- _WRITTEN INSTRUCTION_: Transcribe the passage of the essay on photo albums and fiction between "Truth and reality" and "not be imagined.", inclusive.

[begin SELECTED EXCERPT]

Creating Fiction to Tell the Truth: A Sacred Act

Looking through some photo albums the other day, I recalled the words of my wedding photographer: "No matter what happens, when it's all over, you have the photo album."

As a photojournalist, this guy was skilled at taking good, sharp documentary photos. What it was is what it was. He handed reality right back to us. Nowadays, though, I hear of people pasting people into photos, brushing them out, putting different heads on different shoulders, removing background details. They go to great lengths to create the perfect story, and they'll work hard at it and pay a lot of money for it because they want storybook perfection.


Truth and reality are merely the raw material of story-making, it seems.

This is not strictly a wedding-album phenomenon, though. By selecting specific photos the other day and cropping them whatever way I pleased, I was creating a fiction, too. I had been choosing pictures for an online album to suggest a set of relationships and a level of intimacy that didn't exist. But this story was needed; the idea of it was too pleasant, too comforting, too much needed to not be imagined.

[end SELECTED EXCERPT]
[begin SUPPLIED MATERIAL]

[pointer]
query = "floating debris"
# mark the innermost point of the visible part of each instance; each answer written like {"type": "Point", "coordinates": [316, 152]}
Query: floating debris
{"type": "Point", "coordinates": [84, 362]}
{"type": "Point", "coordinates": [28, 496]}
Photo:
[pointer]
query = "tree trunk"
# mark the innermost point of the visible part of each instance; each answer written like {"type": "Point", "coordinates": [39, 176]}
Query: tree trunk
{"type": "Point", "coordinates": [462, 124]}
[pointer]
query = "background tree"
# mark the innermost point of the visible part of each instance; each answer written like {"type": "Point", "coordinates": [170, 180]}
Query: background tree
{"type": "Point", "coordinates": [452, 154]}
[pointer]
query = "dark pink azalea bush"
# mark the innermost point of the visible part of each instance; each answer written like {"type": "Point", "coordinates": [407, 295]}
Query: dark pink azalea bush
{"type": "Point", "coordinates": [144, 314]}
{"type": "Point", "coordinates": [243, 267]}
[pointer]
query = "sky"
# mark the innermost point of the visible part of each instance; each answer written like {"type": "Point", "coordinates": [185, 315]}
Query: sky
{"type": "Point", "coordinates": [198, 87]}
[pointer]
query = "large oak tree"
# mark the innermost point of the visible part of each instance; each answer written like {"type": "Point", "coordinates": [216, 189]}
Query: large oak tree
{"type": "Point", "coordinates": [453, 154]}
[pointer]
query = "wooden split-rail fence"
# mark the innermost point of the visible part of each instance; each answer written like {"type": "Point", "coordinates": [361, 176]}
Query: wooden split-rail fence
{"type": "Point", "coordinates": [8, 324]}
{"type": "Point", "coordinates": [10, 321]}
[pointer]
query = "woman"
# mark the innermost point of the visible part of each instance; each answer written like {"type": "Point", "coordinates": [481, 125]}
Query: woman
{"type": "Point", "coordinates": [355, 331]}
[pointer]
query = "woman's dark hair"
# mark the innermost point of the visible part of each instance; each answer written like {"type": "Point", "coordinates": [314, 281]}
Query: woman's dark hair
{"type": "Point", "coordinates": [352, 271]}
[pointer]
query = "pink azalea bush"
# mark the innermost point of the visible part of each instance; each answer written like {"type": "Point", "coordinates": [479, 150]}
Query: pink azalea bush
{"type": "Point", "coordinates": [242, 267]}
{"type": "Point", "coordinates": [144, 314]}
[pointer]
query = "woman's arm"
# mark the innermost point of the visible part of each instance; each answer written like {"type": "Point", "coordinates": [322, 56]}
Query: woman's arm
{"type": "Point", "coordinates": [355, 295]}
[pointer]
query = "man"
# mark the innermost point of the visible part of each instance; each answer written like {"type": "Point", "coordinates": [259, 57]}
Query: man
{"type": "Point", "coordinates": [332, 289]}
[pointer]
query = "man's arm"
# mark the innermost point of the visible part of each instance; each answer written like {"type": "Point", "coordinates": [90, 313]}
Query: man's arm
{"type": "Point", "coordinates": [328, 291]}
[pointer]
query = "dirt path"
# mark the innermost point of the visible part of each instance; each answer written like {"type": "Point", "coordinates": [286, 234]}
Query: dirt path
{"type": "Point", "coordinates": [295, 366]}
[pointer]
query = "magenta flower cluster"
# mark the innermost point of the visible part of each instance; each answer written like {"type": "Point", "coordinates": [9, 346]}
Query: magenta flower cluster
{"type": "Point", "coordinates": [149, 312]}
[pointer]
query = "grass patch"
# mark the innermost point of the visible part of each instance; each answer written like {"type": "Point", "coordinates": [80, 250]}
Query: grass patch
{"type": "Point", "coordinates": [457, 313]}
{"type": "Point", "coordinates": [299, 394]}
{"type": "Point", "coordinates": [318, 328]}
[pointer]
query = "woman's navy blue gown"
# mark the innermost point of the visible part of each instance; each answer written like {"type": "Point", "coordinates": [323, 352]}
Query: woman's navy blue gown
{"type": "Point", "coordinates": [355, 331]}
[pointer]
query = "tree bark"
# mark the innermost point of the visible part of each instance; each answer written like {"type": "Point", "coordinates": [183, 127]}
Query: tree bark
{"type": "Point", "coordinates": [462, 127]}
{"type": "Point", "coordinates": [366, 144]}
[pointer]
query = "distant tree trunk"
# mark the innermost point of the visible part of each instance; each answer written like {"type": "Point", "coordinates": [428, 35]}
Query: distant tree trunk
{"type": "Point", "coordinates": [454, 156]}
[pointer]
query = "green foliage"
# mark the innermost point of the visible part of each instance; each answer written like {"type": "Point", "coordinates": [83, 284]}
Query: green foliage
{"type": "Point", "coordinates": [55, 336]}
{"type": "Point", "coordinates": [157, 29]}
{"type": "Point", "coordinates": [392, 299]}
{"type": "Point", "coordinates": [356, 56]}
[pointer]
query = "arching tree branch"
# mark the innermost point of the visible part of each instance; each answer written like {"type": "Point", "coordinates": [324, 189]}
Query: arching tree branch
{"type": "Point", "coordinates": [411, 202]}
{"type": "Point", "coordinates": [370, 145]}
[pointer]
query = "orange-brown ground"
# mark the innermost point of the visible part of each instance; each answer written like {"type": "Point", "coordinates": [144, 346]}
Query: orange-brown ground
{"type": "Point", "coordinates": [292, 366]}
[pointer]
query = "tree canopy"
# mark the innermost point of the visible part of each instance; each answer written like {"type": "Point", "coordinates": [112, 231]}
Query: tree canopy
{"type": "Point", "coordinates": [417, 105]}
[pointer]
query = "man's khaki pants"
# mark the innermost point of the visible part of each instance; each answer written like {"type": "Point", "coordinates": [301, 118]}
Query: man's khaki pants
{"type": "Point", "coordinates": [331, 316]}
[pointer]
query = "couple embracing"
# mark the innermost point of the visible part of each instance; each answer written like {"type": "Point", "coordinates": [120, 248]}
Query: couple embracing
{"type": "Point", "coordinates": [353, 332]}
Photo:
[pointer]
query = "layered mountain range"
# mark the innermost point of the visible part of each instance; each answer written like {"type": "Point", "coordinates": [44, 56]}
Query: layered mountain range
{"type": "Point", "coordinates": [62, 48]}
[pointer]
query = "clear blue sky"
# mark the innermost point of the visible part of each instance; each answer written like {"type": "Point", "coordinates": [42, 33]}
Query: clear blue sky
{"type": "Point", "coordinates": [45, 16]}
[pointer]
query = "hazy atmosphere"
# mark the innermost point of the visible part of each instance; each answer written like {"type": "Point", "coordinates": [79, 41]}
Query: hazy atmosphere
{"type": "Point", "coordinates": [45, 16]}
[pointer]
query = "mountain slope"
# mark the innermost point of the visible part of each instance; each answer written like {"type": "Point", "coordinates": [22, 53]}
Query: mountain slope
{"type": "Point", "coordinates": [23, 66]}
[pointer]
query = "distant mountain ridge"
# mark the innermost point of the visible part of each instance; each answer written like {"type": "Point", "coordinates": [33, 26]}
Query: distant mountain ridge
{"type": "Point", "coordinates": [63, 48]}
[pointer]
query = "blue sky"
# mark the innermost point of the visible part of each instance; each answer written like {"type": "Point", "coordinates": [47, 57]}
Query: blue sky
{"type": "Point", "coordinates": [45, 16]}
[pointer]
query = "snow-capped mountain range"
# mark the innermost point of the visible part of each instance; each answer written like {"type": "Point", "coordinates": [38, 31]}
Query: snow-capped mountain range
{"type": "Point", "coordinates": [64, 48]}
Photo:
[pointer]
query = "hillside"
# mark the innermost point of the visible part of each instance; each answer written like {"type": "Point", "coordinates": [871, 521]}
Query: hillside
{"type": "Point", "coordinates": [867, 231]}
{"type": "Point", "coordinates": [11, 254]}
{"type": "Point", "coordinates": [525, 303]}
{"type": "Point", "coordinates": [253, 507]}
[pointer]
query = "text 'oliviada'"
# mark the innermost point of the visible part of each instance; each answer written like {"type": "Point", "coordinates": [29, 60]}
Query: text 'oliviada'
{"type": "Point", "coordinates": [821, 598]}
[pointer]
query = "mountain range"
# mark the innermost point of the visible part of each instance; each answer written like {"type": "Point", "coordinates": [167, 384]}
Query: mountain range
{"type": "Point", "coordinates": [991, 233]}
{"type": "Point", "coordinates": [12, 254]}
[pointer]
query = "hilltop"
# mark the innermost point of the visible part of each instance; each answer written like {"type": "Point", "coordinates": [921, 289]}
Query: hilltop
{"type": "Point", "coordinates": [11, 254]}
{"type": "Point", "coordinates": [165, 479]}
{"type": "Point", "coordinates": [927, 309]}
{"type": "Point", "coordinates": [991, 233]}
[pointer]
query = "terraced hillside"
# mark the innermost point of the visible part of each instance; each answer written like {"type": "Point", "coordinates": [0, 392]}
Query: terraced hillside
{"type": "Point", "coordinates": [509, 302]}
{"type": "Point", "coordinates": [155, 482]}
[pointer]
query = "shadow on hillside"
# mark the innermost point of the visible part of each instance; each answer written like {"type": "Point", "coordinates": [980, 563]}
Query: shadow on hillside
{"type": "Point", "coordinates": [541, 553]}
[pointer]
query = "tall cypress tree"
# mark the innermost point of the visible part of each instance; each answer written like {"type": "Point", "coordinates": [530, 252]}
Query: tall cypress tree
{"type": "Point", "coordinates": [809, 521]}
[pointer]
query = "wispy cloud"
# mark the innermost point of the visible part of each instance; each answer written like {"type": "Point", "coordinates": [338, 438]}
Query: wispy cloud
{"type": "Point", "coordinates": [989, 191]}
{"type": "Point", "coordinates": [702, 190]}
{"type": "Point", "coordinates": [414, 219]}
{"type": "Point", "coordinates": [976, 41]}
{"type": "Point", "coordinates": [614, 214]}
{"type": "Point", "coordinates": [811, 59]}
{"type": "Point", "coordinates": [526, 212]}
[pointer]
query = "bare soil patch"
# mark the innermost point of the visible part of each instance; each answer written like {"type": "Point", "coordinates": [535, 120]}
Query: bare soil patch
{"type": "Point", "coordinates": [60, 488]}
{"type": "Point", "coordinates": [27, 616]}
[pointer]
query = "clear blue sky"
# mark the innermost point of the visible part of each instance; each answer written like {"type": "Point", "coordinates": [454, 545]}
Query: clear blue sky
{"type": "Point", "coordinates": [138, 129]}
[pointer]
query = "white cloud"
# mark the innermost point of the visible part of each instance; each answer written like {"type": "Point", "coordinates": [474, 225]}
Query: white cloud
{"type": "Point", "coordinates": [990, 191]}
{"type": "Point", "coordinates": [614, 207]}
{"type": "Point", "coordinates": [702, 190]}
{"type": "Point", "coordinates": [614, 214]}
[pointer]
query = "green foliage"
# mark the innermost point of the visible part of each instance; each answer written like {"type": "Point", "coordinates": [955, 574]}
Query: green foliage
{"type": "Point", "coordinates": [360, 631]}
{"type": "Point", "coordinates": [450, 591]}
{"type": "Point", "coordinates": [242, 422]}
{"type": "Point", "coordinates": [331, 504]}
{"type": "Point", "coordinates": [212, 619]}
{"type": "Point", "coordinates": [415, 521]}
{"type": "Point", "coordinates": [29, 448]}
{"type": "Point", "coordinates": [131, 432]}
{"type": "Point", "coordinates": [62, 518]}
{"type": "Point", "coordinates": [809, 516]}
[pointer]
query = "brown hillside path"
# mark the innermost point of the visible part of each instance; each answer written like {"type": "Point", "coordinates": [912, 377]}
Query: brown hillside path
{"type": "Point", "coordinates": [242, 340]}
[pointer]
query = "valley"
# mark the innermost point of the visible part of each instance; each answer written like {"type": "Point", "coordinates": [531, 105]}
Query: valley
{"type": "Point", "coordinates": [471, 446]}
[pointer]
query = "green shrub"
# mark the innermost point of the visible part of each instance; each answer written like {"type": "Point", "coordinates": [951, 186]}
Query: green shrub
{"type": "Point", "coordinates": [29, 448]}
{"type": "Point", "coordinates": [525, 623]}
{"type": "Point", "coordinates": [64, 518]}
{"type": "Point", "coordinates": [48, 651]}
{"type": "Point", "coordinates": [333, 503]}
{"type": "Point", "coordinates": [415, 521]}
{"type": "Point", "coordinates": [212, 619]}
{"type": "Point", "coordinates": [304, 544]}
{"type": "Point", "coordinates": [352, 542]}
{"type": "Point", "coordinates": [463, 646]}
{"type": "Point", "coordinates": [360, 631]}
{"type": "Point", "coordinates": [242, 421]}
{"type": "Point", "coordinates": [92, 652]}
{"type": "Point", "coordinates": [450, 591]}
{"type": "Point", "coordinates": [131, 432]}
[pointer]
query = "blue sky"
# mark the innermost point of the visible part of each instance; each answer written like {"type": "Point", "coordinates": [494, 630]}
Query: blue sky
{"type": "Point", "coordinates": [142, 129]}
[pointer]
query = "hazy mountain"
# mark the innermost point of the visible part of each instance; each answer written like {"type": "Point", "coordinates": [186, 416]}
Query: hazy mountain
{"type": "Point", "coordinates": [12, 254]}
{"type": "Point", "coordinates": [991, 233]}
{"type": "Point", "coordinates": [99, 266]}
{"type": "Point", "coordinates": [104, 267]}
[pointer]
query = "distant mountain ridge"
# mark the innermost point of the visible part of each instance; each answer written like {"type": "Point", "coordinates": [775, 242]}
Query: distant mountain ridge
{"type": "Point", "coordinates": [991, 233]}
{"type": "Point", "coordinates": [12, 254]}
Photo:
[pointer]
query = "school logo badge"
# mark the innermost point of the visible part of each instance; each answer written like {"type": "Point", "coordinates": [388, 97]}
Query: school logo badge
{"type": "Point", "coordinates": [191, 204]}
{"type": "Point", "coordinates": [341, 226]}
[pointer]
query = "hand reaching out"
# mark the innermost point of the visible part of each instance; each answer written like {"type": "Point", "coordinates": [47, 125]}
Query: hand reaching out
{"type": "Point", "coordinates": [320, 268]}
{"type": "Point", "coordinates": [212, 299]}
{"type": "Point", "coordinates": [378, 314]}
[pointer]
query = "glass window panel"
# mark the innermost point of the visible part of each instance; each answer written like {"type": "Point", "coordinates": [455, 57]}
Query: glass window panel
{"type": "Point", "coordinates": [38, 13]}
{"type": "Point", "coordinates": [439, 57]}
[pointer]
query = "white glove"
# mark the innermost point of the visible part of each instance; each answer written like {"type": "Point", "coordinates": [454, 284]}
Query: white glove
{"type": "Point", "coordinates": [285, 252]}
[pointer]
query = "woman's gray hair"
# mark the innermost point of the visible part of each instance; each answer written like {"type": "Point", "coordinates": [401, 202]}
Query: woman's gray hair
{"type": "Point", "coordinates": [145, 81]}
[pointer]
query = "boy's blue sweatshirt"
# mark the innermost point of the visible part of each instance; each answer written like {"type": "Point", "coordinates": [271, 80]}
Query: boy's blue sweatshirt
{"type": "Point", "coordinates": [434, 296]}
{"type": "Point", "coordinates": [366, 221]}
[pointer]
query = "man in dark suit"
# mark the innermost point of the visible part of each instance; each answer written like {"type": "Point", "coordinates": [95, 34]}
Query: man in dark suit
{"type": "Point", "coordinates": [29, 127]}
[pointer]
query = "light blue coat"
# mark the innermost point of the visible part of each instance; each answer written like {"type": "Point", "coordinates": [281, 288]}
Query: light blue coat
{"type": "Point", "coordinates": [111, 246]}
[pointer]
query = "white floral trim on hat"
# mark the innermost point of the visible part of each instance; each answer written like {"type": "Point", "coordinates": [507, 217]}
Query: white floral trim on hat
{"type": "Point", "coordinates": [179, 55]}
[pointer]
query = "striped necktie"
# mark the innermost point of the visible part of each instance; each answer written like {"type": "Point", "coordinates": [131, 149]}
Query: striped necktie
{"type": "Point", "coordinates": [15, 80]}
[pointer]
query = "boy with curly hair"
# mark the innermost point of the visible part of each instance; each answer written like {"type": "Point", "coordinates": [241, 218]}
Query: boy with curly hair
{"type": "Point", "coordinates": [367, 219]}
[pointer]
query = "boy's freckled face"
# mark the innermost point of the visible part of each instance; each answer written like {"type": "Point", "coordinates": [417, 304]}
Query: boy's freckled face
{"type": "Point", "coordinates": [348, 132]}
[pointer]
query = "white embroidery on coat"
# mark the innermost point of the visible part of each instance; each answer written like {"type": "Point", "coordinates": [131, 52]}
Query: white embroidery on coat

[end SUPPLIED MATERIAL]

- _THE REPLY_:
Truth and reality are merely the raw material of story-making, it seems.

This is not strictly a wedding-album phenomenon, though. By selecting specific photos the other day and cropping them whatever way I pleased, I was creating a fiction, too. I had been choosing pictures for an online album to suggest a set of relationships and a level of intimacy that didn't exist. But this story was needed; the idea of it was too pleasant, too comforting, too much needed to not be imagined.